— Excerpted passage —
— begin —

Sumedho Ajahn- The Mind And The Way. Buddhist Reflections On Life. (4)

  • If you think about it, you’ll say, “I’ll never be able to get anywhere.” If you think about yourself too much, you’ll think you’re hopeless and that you can never do ti. That’s why it’s a good thing little children don’t think very much; if they did, they’d never learn to walk. When you are watching a child trying to walk, it looks hopeless, doesn’t it? it’s the same with meditation: sometimes it seems completely hopeless. But that’s just the way it seems, if you think about it. so you just keep doing the meditation practice – especially when you are disillusioned and you have to put extra effort into it.
  • In Buddhist meditation, we are recognizing the way things are. It’s the study of nature, as we experience it. It’s not the study of nature through theories in books or ideas from someone else. It’s direct investigation – watching and listening. In universities, you complicate everything by learning about all sorts of things, but in meditation you simplify. You are just watching the way things are.
  • In Buddhist meditation, you are moving toward what is most ordinary – the unconditioned. Conditions are extraordinary; they can be exciting, sometimes fantastic, phenomena. But peace of mind, the unconditioned, the silence of it, is so ordinary that no one ever notices. It’s there all the time but we don’t even know it because we’re so fascinated by the miraculous and the extraordinary, by transitory things that stimulate an depress. We get caught up in the way things seem to be, and we forget. In meditation, we’re going back to the peace that is in the position of knowing. The, the world is understood for what it is, and we are no longer deluded by it. we can live and act in the world without being overwhelmed by the conditions we experience.
  • If you have too many ideas about what good meditation is and how it has to be, then when those conditions aren’t there, you’re going to feel that you can’t do it. So change your attitude from assuming that you can only meditate under the best conditions, to seeing meditation as the way you relate to life as it is – the best, the worst, or just the ordinary.
  • What comes up in consciousness can be anything. It can be beautiful or ugly, good or bad, sensible or crazy. But in mediation, the quality doesn’t make any difference. You are just recognizing that consciousness changes, and you see that it is not self – it is anatta. When you fully understand and appreciate this, you can use consciousness for release, rather than trying to select or choose what you will allow into consciousness.

— end —

— Records provided —
— begin —

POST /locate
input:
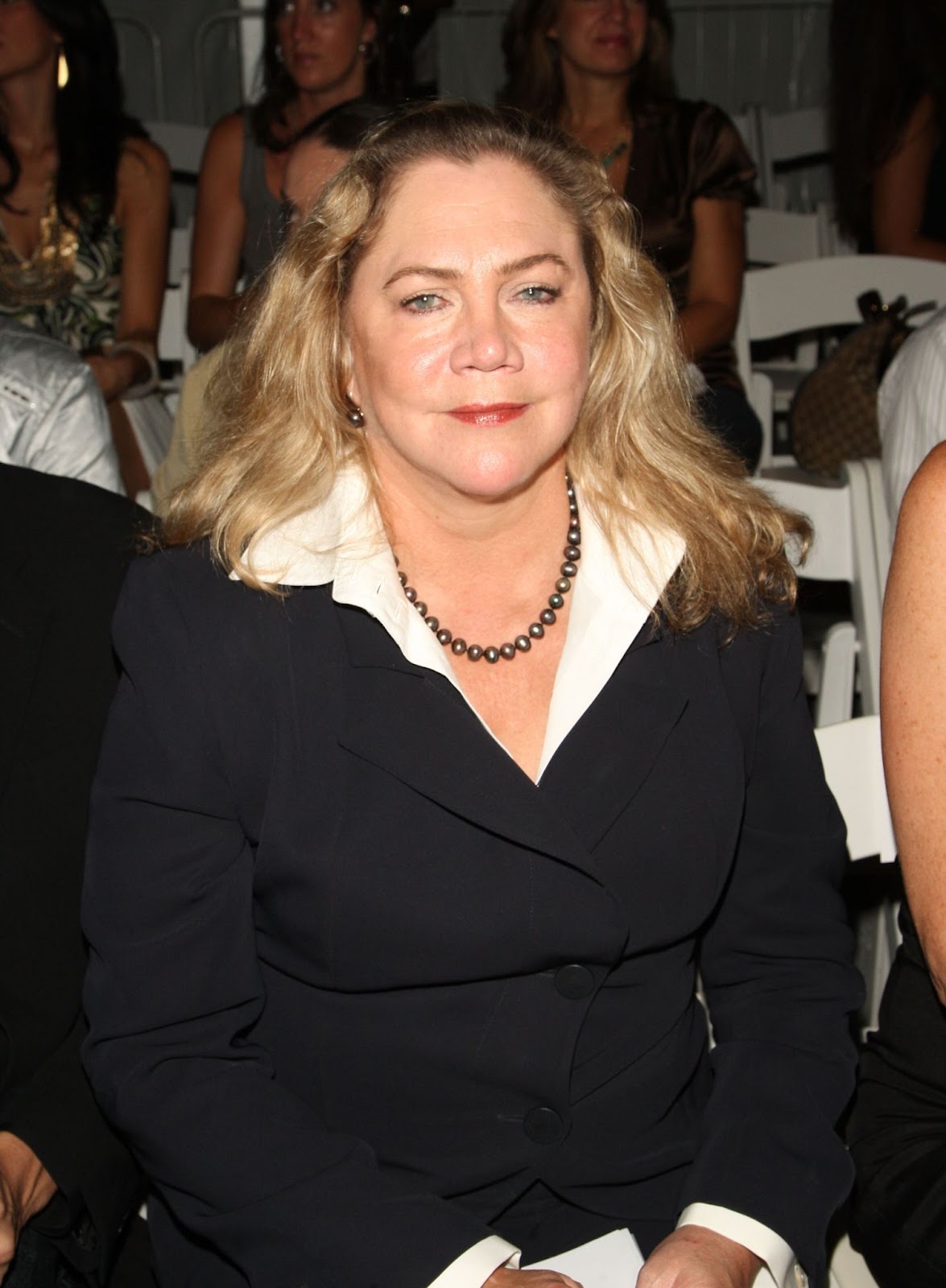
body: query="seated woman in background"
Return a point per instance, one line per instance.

— end —
— begin —

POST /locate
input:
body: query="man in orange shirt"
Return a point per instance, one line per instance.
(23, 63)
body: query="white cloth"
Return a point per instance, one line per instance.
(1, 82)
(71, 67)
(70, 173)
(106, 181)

— end —
— begin —

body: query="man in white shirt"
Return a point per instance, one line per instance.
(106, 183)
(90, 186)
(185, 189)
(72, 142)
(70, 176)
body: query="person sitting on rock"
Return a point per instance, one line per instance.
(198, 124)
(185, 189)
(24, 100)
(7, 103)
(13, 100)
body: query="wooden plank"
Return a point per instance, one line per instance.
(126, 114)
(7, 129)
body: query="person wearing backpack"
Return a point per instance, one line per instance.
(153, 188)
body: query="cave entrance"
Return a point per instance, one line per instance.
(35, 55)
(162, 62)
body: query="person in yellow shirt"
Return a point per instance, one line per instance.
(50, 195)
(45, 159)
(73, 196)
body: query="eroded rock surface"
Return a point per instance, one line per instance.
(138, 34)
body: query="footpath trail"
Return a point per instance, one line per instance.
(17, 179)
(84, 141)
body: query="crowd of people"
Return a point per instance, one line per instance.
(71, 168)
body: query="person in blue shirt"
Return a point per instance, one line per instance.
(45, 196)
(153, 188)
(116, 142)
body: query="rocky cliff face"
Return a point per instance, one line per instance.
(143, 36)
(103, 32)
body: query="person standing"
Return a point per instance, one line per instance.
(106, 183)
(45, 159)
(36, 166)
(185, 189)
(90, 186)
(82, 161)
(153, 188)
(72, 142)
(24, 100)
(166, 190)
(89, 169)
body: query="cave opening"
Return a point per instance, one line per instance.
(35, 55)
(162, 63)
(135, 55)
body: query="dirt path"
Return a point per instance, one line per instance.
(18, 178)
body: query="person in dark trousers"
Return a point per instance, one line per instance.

— end —

— Work to do —
[A] According to the meditation reflections, what qualities can whatever arises in consciousness have? List each one.
[B] Extend the meditation reflections with one more bulleted reflection in the same voice, starting after the sentence that ends "what you will allow into consciousness."
The listing was drawn from a different source than the passage on meditation.

— Solved problems —
[A] beautiful, ugly, good, bad, sensible, crazy

[B]
  • With insight meditation we are not picking and choosing. We are allowing everything – even trivialities – to arise in consciousness, and we are letting them go. We are recognizing conditions purely as conditions. So it is a compassionate thing we are doing. We are not grasping at each thing as if it were a real being or a person or as “ours.” Instead, we are recognizing each one as a condition. Even if we have crazy thoughts and visions, we can allow them to appear consciously rather then repress them or indulge in them. Repressing and indulging are the two extremes; the Middle Way thought by the Buddha is the recognition of conditions.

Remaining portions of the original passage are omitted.